-- Page text start --

From 458ad28026b92db640f80dc4c75431c81016cb74 Mon Sep 17 00:00:00 2001
From: Antoine Lambert <anlambert@softwareheritage.org>
Date: Wed, 10 Apr 2024 11:59:05 +0200
Subject: [PATCH] browse/utils: Replace chardet use by charset-normalizer

Chardet does not seem really maintained and failed to properly detect some
encodings, resulting in 500 errors when attempting to browse some contents.

So prefer to use the charset-normalizer package instead which is better at
detecting encoding while being faster than chardet.
---
 requirements-test.txt              |  1 -
 requirements.txt                   |  2 +-
 swh/web/browse/tests/test_utils.py |  2 +-
 swh/web/browse/utils.py            | 15 ++++++++-------
 4 files changed, 10 insertions(+), 10 deletions(-)

-- Page text end --
-- Recorded information start --

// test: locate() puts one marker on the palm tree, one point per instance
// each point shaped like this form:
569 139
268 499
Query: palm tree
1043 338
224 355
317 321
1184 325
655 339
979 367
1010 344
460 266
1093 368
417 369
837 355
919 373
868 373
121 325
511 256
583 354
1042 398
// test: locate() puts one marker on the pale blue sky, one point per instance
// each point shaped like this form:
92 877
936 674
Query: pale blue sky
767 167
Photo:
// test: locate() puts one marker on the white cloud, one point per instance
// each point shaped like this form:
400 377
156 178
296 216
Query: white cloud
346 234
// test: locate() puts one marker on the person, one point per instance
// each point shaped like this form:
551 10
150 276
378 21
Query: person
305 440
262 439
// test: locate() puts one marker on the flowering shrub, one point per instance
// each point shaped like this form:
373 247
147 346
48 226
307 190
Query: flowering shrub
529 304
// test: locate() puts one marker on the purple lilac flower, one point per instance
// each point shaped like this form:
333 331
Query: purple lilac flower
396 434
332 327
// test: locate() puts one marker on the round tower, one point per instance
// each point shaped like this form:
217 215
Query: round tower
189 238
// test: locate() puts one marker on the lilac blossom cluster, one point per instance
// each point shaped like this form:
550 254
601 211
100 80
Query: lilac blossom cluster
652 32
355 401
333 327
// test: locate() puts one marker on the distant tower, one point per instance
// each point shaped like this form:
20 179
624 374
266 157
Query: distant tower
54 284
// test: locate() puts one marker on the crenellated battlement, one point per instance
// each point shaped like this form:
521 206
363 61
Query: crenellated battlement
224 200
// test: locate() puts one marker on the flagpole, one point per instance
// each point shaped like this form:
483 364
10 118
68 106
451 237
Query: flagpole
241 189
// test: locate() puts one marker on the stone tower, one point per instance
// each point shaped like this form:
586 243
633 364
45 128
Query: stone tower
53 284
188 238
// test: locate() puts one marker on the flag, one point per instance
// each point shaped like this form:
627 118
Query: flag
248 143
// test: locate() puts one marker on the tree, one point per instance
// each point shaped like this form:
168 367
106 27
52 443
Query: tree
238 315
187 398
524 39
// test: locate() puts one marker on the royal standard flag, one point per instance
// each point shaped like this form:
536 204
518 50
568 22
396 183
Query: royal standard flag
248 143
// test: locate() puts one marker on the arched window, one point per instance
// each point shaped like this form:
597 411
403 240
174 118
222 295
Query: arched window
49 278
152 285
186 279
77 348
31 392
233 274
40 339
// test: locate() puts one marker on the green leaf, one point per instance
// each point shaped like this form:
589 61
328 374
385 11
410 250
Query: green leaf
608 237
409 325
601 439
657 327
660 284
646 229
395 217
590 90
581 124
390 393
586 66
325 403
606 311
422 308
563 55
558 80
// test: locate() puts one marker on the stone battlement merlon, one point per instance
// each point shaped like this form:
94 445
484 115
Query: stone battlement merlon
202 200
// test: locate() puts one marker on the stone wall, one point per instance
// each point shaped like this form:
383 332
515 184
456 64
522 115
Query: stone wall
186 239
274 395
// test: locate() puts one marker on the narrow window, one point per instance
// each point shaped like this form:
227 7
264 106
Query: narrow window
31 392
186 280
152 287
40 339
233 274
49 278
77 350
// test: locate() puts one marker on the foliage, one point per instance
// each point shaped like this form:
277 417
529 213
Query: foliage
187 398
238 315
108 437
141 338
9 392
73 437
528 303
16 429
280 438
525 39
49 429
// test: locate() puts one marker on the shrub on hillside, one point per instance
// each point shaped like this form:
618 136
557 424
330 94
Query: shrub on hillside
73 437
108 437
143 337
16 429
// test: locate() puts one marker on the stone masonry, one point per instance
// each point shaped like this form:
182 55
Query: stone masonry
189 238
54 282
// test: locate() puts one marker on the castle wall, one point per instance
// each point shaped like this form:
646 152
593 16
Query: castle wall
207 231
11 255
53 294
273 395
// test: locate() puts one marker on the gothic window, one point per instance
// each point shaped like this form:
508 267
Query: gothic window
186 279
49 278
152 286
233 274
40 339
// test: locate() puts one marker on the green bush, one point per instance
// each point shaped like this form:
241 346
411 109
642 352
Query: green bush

-- Recorded information end --

### Task goal
Write out the patch header above in full, character for character.

### Response to this exercise
From 458ad28026b92db640f80dc4c75431c81016cb74 Mon Sep 17 00:00:00 2001
From: Antoine Lambert <anlambert@softwareheritage.org>
Date: Wed, 10 Apr 2024 11:59:05 +0200
Subject: [PATCH] browse/utils: Replace chardet use by charset-normalizer

Chardet does not seem really maintained and failed to properly detect some
encodings, resulting in 500 errors when attempting to browse some contents.

So prefer to use the charset-normalizer package instead which is better at
detecting encoding while being faster than chardet.
---
 requirements-test.txt              |  1 -
 requirements.txt                   |  2 +-
 swh/web/browse/tests/test_utils.py |  2 +-
 swh/web/browse/utils.py            | 15 ++++++++-------
 4 files changed, 10 insertions(+), 10 deletions(-)